# Problem description
Please give an exact copy of every line from the one holding "Query: white kanji on coat" through the final line of the records below.

(Collected data entries)
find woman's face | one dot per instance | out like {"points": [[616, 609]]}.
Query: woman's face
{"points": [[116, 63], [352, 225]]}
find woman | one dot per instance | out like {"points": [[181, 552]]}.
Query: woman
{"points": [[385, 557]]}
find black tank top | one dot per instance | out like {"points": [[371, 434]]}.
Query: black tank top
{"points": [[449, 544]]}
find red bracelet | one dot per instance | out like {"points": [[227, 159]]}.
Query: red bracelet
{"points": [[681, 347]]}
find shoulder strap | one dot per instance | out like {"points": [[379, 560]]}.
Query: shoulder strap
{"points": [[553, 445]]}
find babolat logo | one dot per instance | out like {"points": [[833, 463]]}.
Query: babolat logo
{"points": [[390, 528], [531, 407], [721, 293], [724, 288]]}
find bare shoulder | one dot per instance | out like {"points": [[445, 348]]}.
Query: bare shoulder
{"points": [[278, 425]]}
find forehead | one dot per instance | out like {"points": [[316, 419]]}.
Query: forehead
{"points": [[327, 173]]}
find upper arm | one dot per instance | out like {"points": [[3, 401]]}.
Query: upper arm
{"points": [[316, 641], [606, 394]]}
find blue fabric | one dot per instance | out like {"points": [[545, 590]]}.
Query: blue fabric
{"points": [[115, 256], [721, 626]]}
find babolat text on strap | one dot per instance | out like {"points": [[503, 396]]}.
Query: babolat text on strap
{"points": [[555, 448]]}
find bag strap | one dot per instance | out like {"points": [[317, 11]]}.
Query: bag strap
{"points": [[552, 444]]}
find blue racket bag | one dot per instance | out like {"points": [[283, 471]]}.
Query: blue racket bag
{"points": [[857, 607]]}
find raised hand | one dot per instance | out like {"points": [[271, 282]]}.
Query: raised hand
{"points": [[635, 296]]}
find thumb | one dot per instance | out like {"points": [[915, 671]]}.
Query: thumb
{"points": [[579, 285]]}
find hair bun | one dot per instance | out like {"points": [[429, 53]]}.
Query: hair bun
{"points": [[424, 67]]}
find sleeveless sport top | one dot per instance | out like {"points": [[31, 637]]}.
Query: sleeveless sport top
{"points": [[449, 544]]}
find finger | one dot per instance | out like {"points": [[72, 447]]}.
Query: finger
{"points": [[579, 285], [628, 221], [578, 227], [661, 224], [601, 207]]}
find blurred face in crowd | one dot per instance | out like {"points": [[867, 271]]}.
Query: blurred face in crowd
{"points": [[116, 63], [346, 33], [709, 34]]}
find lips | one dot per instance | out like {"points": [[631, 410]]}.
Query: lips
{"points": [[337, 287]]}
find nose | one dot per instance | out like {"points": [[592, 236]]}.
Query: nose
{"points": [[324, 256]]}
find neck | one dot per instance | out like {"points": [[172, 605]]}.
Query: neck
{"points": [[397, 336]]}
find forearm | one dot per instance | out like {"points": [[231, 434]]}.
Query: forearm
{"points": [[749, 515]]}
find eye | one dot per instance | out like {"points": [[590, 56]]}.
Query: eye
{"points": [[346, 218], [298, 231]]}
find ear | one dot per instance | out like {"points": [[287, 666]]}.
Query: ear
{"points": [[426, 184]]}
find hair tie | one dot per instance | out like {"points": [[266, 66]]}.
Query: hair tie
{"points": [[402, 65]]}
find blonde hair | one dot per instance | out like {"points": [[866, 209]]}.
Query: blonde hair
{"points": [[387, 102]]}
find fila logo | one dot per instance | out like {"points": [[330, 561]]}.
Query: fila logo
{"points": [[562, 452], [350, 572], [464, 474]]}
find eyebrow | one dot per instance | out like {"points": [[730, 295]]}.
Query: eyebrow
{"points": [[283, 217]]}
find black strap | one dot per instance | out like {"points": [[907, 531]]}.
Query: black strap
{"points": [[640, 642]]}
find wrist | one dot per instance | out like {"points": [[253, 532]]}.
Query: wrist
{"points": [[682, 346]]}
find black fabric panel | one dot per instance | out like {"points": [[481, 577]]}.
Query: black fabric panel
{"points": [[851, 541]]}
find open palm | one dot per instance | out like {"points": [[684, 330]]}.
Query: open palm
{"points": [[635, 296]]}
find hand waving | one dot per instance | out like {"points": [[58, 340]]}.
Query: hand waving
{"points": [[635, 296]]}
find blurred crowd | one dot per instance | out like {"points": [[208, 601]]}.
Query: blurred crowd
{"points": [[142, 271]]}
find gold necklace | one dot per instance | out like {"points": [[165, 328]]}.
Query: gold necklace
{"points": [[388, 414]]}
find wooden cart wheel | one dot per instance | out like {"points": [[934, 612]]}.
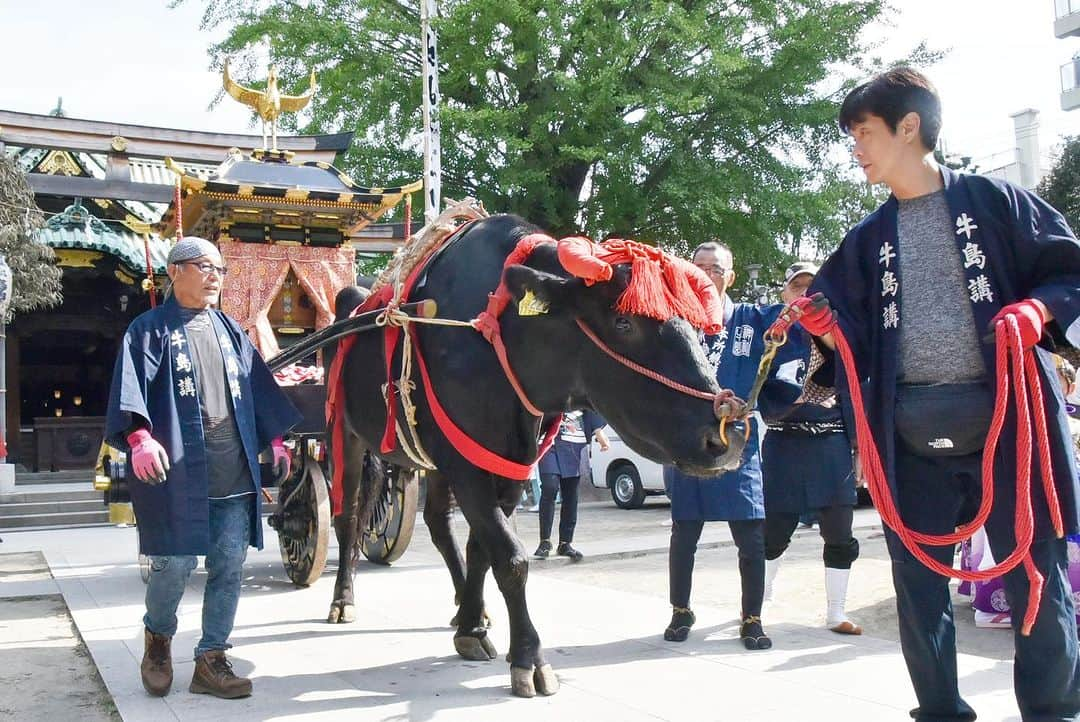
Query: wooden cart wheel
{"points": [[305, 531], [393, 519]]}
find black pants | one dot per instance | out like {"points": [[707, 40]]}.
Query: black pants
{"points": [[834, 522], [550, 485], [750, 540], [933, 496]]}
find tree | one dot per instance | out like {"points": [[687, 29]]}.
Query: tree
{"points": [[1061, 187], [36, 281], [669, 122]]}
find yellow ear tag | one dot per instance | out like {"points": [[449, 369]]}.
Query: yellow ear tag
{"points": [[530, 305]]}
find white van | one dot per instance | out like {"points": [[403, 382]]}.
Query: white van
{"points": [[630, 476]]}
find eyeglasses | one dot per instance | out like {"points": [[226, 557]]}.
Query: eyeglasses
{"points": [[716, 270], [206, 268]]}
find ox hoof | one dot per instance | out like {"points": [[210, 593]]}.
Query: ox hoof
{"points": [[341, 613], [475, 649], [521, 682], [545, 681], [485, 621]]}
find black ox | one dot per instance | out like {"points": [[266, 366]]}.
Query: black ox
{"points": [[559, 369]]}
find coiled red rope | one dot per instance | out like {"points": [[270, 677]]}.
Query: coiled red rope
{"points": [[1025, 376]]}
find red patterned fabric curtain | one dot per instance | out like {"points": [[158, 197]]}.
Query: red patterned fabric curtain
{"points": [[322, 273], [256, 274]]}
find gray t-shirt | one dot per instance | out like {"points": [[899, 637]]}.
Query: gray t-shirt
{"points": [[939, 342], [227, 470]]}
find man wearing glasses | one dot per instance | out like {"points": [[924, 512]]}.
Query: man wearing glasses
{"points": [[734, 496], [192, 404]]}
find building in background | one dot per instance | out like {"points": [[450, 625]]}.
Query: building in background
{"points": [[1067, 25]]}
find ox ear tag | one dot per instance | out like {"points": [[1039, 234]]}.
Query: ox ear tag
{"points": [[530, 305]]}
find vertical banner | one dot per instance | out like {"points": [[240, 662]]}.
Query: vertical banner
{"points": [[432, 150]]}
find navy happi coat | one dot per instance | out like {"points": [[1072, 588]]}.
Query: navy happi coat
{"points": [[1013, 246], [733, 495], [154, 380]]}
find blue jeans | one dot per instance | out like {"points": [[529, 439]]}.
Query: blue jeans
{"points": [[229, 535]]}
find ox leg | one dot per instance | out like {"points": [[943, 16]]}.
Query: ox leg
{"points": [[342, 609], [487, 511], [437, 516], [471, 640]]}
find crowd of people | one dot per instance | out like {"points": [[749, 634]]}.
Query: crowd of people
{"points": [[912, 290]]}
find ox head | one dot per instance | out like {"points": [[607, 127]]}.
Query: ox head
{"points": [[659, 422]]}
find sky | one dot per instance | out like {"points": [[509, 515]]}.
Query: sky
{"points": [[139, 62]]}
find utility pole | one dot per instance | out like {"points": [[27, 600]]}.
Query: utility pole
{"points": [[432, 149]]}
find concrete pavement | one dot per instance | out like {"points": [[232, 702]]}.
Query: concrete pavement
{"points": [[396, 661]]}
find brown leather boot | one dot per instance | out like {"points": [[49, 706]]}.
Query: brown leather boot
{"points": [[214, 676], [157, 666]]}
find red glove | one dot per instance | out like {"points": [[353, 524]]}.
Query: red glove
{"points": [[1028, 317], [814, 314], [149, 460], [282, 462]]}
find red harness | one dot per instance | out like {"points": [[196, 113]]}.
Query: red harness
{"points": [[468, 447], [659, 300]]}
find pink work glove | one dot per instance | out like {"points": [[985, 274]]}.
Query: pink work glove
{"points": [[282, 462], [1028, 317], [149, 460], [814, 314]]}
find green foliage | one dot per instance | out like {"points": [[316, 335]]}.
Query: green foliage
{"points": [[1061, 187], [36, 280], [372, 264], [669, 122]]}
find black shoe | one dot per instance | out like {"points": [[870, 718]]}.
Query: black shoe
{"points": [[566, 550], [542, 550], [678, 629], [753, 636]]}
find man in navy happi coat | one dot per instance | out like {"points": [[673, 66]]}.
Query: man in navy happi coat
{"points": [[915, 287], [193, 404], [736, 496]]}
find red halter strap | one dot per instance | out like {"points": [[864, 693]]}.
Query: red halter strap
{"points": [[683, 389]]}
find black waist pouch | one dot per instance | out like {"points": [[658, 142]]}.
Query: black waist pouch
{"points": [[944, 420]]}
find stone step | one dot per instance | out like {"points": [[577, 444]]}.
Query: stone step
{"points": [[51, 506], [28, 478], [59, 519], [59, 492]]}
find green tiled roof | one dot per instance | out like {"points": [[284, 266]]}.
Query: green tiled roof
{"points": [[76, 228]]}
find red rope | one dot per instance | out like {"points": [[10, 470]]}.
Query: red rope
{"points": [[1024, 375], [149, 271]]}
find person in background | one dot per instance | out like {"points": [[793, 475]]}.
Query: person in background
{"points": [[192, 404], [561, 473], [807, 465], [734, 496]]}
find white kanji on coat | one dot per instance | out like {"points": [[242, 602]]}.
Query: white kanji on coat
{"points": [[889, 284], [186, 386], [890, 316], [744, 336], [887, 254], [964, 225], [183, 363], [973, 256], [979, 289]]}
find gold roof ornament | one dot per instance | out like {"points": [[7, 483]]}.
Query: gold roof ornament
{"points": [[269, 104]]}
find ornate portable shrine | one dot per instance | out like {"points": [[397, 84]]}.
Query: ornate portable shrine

# Final answer
Query: white kanji on coat
{"points": [[889, 284], [186, 386], [890, 316], [744, 336], [887, 254], [964, 225], [183, 363], [973, 256], [979, 289]]}
find gold roof ornament | one dot per instance | out like {"points": [[7, 483]]}.
Query: gold roof ornament
{"points": [[269, 104]]}
find ornate portable shrine | one dot per instance | out like {"points": [[397, 84]]}.
Query: ornate portable shrine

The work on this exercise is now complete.